■ Set problem
Take the line that has "For each instance of the blue" in it and every line after it to the end of the entries, and reproduce them exactly.

★ ★ ★ ★

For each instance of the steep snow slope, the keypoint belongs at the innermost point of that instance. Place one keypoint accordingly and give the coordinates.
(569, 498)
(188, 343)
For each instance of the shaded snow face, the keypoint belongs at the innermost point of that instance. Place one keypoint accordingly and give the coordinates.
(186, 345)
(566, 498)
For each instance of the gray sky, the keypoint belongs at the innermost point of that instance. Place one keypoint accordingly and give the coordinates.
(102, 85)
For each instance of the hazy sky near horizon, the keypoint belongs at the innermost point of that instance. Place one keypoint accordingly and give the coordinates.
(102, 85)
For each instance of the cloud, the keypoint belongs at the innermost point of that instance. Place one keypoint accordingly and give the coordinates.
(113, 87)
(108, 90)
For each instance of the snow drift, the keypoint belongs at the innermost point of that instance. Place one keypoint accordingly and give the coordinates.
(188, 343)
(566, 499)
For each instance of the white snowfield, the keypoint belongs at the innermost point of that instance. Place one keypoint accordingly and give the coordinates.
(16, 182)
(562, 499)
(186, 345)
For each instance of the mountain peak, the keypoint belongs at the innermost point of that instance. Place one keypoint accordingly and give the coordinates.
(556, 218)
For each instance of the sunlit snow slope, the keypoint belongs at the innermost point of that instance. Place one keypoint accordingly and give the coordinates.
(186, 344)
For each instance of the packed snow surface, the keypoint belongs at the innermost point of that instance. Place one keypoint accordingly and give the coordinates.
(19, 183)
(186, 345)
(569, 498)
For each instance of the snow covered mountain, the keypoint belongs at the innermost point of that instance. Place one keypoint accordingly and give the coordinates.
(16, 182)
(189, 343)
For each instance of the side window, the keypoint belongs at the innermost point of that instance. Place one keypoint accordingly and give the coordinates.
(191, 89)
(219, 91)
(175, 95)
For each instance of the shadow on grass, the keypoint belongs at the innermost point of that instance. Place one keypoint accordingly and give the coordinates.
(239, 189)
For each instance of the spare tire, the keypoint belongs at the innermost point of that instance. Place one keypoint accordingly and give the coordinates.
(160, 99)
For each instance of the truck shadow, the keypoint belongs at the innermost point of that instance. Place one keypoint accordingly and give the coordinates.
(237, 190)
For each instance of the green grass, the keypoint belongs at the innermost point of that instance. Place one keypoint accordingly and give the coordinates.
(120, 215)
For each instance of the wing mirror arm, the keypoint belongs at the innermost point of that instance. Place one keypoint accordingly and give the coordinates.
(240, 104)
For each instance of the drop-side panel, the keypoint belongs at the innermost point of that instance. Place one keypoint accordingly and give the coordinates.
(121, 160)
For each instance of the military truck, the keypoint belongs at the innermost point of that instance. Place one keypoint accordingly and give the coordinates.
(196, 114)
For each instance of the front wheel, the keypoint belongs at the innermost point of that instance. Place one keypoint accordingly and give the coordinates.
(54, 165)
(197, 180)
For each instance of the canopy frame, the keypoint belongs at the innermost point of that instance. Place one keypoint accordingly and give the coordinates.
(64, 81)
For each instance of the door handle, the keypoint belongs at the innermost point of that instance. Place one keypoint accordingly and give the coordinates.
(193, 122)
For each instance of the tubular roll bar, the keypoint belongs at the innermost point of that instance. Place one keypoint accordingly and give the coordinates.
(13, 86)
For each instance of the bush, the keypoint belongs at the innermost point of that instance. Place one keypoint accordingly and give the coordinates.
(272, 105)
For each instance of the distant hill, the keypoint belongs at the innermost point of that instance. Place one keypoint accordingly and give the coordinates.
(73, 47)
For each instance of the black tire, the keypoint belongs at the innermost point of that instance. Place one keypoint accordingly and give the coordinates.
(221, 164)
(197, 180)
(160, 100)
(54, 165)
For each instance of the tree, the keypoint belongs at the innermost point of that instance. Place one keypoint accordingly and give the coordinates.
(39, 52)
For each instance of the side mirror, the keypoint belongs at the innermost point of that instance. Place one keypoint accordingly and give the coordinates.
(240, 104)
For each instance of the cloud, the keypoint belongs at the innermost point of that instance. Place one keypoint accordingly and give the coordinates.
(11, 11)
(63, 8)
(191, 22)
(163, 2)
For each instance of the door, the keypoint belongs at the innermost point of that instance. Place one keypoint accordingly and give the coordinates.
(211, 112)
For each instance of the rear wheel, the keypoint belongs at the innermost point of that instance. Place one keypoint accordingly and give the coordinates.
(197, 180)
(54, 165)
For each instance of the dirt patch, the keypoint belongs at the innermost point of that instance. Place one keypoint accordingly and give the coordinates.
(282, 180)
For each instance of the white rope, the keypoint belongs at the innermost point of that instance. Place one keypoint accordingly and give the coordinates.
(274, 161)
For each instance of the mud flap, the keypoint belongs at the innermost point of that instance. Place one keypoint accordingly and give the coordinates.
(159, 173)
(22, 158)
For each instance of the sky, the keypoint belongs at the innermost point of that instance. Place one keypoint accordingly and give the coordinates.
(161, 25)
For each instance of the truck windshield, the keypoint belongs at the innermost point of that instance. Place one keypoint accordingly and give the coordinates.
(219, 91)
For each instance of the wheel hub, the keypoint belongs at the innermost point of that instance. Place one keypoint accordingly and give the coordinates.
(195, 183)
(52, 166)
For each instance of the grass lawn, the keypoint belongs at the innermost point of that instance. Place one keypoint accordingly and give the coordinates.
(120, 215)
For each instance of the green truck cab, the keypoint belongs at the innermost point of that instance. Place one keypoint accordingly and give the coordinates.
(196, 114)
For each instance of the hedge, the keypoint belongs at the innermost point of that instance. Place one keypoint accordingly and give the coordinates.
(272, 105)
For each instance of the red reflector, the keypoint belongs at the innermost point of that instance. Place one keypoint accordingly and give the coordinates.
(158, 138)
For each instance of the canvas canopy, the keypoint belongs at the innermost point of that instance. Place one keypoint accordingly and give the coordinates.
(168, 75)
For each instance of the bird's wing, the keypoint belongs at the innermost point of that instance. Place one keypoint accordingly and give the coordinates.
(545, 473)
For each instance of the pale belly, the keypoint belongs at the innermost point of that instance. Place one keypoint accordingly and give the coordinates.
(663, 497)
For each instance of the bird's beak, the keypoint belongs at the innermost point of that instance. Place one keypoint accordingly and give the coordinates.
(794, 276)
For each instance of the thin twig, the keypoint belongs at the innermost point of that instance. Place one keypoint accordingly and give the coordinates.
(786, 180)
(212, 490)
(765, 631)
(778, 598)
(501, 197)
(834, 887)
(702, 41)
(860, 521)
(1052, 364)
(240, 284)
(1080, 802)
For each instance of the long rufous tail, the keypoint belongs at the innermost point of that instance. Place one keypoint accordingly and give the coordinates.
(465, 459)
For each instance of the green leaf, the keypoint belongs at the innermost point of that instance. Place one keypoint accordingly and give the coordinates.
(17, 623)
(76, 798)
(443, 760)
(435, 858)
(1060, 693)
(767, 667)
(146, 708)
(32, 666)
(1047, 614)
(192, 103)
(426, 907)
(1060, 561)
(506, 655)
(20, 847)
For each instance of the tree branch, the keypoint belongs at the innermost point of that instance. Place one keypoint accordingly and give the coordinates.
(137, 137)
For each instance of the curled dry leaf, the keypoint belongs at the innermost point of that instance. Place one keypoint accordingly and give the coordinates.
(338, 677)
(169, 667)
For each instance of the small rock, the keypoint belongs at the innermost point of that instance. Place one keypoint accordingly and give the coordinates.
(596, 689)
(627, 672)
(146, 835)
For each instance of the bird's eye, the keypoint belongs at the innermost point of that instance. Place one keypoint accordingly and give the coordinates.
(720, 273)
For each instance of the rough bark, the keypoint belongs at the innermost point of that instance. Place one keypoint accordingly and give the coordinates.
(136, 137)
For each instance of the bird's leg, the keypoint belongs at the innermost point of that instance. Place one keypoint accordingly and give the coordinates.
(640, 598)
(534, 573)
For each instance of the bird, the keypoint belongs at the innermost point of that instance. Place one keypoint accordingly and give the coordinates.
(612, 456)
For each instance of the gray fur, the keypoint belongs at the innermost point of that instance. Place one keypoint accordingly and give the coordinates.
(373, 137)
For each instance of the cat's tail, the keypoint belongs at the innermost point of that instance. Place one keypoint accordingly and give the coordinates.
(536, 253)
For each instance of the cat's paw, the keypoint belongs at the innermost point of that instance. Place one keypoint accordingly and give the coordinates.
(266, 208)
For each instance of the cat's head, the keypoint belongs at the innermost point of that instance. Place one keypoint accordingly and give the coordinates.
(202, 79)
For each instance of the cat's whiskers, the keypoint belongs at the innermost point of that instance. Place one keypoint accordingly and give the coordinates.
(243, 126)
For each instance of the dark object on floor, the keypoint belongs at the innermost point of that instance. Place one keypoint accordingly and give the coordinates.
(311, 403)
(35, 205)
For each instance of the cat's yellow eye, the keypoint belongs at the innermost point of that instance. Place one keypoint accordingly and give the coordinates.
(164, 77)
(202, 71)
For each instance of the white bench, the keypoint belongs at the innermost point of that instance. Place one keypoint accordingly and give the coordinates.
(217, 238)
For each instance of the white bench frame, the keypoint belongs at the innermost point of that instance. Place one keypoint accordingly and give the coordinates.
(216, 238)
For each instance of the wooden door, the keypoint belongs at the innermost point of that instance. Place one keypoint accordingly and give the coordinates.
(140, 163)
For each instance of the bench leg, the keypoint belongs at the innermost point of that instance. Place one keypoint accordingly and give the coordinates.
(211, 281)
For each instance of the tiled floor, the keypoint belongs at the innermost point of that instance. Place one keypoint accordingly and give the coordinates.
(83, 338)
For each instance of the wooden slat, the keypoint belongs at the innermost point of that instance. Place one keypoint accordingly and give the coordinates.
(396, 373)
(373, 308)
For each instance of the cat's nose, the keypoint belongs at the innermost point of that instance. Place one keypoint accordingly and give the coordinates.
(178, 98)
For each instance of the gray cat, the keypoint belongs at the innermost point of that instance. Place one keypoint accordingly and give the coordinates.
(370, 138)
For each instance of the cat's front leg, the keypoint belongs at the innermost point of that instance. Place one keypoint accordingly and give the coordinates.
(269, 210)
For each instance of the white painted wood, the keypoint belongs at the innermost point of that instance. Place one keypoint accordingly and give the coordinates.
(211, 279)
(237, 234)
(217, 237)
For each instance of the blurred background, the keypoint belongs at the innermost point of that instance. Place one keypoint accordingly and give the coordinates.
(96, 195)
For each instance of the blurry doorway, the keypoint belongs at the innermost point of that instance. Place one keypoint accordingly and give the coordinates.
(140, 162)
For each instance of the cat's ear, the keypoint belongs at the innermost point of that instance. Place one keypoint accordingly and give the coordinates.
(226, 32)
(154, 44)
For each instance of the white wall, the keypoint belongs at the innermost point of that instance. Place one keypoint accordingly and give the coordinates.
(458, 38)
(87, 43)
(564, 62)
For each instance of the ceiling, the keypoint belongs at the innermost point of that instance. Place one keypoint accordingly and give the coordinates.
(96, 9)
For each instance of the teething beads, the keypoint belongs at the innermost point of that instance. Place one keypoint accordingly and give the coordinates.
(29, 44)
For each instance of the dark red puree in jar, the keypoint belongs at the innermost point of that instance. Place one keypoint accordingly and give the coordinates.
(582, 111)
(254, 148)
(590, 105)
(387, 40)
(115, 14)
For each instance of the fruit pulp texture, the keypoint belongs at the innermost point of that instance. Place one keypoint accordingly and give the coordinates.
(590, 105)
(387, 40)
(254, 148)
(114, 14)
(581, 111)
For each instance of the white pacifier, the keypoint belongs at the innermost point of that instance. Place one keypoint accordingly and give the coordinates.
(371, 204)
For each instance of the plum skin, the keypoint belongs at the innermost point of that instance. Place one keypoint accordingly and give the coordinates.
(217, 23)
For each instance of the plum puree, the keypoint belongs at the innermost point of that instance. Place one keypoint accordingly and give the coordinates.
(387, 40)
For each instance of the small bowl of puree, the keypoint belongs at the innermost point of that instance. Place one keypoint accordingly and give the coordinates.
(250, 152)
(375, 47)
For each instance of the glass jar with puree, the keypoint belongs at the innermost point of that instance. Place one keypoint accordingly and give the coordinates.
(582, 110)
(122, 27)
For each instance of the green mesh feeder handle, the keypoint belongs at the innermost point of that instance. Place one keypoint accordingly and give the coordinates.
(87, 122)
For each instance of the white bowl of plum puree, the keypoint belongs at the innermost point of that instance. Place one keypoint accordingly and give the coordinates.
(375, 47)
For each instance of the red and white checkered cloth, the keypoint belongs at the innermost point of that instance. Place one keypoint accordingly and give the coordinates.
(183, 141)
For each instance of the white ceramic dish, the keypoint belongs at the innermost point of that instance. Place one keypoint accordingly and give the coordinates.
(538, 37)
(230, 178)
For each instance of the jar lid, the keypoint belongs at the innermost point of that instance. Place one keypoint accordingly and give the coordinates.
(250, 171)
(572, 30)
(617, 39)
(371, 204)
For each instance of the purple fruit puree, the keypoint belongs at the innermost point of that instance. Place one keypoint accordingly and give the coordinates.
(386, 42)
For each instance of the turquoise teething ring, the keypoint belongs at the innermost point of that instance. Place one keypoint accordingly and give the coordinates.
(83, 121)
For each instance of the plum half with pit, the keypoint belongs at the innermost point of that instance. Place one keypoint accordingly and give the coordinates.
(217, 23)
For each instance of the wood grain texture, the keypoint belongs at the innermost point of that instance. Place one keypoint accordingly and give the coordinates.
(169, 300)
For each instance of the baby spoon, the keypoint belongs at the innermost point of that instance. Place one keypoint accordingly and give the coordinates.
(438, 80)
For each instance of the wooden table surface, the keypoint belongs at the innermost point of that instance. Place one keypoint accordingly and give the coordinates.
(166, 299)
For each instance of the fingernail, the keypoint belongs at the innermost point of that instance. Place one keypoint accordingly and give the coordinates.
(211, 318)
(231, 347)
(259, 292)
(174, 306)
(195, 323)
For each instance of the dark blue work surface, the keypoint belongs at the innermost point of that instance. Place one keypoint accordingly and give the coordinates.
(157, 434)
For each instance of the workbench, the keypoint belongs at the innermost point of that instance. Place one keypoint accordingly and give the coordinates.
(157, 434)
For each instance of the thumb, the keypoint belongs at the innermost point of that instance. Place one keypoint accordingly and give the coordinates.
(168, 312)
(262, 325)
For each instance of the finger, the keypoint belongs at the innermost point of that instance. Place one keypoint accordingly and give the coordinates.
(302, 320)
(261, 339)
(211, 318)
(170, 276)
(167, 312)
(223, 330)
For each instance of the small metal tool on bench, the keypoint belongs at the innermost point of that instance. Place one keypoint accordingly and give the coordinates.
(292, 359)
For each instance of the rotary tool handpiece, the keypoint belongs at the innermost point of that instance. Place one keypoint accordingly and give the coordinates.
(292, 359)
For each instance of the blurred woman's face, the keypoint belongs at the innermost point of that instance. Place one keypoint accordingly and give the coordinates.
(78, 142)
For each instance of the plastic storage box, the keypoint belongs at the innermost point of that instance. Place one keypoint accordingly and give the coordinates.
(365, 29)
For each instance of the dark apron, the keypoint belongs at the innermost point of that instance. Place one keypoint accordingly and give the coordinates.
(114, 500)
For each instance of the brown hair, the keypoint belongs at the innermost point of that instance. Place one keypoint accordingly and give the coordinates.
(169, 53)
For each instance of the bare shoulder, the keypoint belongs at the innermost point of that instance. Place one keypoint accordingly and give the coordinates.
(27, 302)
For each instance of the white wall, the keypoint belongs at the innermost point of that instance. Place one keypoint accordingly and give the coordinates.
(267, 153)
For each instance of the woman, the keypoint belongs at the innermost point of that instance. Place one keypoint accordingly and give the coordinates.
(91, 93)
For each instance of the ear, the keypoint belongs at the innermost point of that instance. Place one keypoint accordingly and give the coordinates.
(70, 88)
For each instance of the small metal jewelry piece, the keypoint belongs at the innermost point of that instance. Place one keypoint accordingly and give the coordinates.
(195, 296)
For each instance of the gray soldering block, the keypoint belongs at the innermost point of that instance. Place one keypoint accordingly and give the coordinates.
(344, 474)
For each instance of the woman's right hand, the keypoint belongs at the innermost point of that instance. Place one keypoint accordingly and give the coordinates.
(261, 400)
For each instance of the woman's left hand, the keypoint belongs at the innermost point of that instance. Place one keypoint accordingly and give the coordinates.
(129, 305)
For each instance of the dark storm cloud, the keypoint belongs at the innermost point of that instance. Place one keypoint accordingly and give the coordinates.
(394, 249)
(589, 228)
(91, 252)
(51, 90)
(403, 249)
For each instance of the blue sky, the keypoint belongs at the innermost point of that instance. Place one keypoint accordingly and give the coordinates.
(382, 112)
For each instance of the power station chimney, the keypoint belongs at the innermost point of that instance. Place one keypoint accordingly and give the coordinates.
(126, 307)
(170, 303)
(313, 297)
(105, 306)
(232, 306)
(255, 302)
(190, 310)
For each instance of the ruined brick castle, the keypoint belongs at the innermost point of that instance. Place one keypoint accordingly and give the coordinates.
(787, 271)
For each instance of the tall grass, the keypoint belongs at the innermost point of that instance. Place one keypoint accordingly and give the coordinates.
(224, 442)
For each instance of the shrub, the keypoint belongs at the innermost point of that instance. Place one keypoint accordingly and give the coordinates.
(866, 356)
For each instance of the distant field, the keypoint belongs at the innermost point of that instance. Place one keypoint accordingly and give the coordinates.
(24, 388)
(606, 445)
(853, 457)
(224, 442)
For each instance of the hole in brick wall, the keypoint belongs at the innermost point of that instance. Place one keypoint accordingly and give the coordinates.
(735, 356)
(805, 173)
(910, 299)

★ ★ ★ ★

■ Task response
For each instance of the blue sky, the keypoint belongs at the innermost point of that instance. Place one keypoint accordingly and give the coordinates.
(382, 112)
For each instance of the power station chimney, the keypoint belongs at the innermost point of that instance. Place one keypoint accordingly and give the coordinates.
(126, 307)
(170, 303)
(313, 297)
(105, 306)
(232, 306)
(255, 302)
(190, 310)
For each instance of the ruined brick castle, the keypoint belongs at the innermost point of that instance. Place one keypoint accordingly and give the coordinates.
(787, 271)
For each instance of the tall grass, the keypoint belongs at the innermost point of that instance. Place one keypoint accordingly and give the coordinates.
(224, 442)
For each instance of the shrub, the keypoint belongs at the innermost point of that instance. Place one keypoint accordingly and give the coordinates.
(866, 356)
For each instance of the distant field, the keypoint belongs at the innermost point of that instance. Place one keypoint accordingly and give the coordinates.
(24, 388)
(606, 445)
(853, 457)
(224, 442)
For each instance of the hole in brick wall, the keypoint belongs at the innermost point of that instance. Place one keypoint accordingly and give the coordinates.
(735, 356)
(805, 173)
(910, 299)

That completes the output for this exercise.